Extract provided:
----------

Auckland's East and Southeast Asian communities can expect a low-key Mid-Autumn Festival next month as Covid restrictions put a damper on large gatherings and events.
Dominion Rd is dressed up in lanterns and flags from now until October 4 as part of Auckland's Moon Festival, the city's springtime take on the traditional autumn event celebrated across China, Korea, Vietnam, Malaysia and Singapore.
A number of restaurants and shops on Dominion Rd are running discounts for a week starting Friday, but other events have had to be cancelled because of Covid-19, festival organisers say.
Moon Festival was organised for the first time last year as a three-day event, a joint project by Auckland Council, the Balmoral Chinese Business Association and the Dominion Rd Business Association.
FAMILY AND LEGENDS
Family and reunion are at the heart of the Mid-Autumn Festival.
Widely regarded as the second most important event on the Chinese cultural calendar after the Lunar New Year, it falls on the 15th day of the 8th month of the lunar calendar, which is October 1 this year.
East and Southeast Asian communities that celebrate it do so with family and friends over food and moon-gazing. On the sweet end, the offerings can include mooncakes and pomelo, a large ancestor of the grapefruit.
The legends surrounding the festival are plenty, but the central one tells of a solitary woman on the moon. Chang E (pronounced er) is the beautiful wife of a national hero who inadvertently consumes his elixir of immortality while trying to prevent a villain from stealing it. The potion drives her uncontrolled flight to the moon, where her immortal self remains in isolation today with a rabbit as her sole companion – a salient story in our strange time of lockdown and quarantine.
"Look up at the moon on a mid-autumn night where the moon is at its biggest and brightest, and you might see the lonely shadow of Chang E," parents and grandparents are known to say as they tell the story to young children.
Mooncakes have become an essential item of the festival and now come in every conceivable flavour, shape, size and fancy packaging.
The traditional version is a calorific pastry with a sweet lotus-paste filling and sometimes a salted egg yolk or two.
Casino and hotel group SkyCity baked New Zealand's largest mooncake last year but is also taking celebrations down a notch with Covid.
Its restaurants are offering imaginative versions of the traditional mooncake, one filled with miso custard and another with a chocolate coating.

----------

Exercises to complete:
a – List every country that the article on Auckland's Moon Festival names as celebrating the traditional autumn event.
b – Rewrite the article on Auckland's Moon Festival from "Moon Festival was" up to and including "Rd Business Association.", putting "four-day" in place of "three-day".
c – According to the article on Auckland's Moon Festival, which three organizations jointly organized Moon Festival in its first year?

Data to examine:
----------

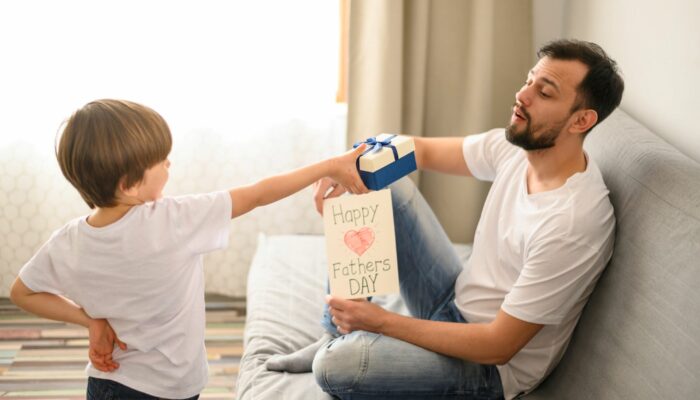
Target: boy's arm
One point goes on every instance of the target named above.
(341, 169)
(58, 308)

----------

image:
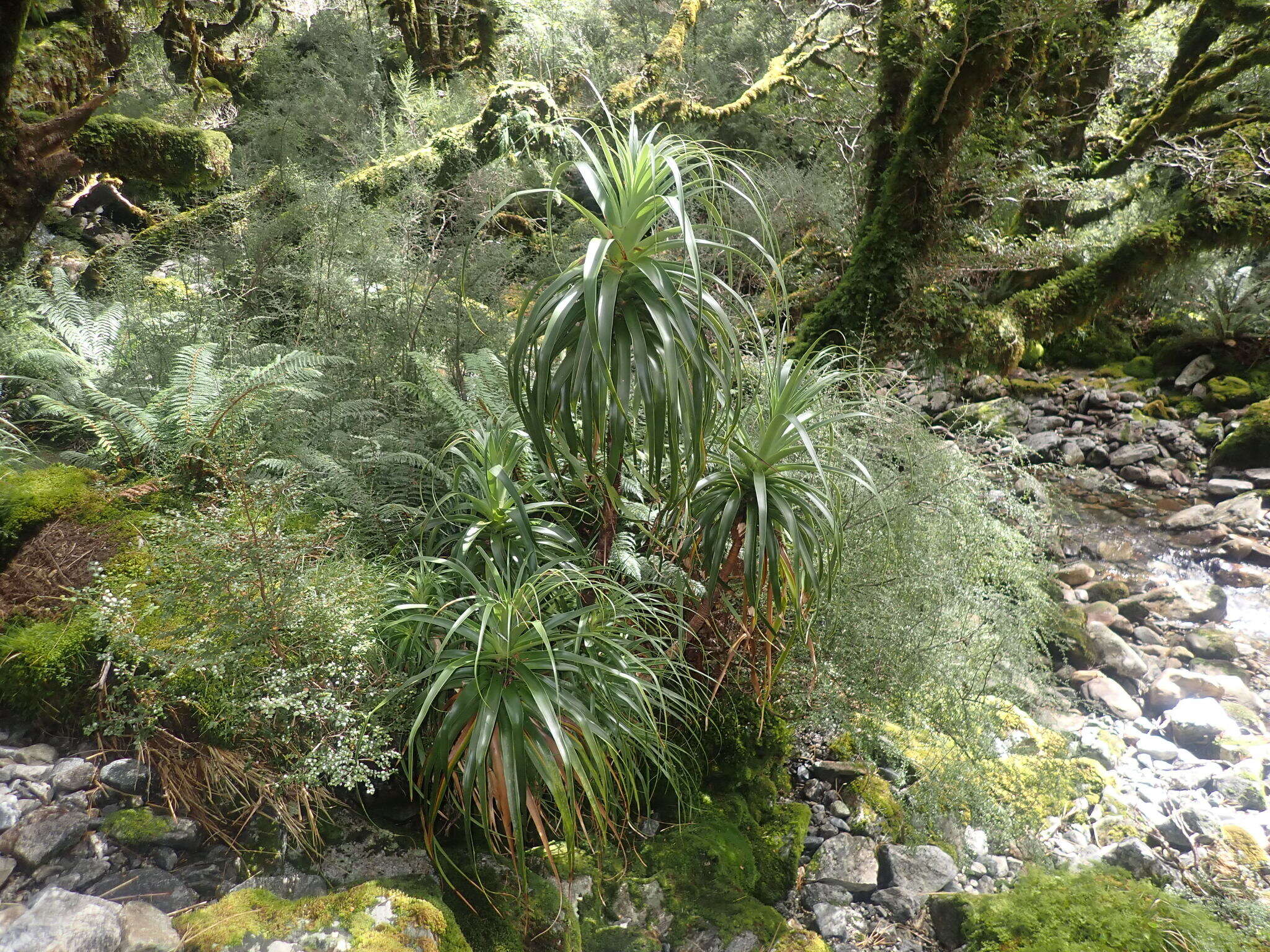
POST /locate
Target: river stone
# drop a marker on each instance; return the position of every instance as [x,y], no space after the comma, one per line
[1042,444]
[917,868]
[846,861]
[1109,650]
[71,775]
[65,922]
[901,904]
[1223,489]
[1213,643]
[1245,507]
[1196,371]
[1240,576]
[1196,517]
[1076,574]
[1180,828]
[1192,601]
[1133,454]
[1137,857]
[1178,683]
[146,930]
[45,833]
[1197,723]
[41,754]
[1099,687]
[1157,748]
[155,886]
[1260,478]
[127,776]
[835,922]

----------

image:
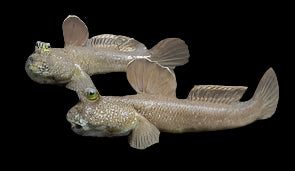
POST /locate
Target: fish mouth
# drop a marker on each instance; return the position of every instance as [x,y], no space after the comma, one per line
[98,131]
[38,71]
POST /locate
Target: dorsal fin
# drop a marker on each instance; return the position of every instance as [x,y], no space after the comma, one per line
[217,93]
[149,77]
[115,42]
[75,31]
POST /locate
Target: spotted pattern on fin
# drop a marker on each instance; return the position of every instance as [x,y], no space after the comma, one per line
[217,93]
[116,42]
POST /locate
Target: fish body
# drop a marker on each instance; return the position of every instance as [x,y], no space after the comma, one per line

----------

Per-task outputs:
a – China, Korea, Vietnam, Malaysia, Singapore

b –
Moon Festival was organised for the first time last year as a four-day event, a joint project by Auckland Council, the Balmoral Chinese Business Association and the Dominion Rd Business Association.

c – Auckland Council, the Balmoral Chinese Business Association and the Dominion Rd Business Association.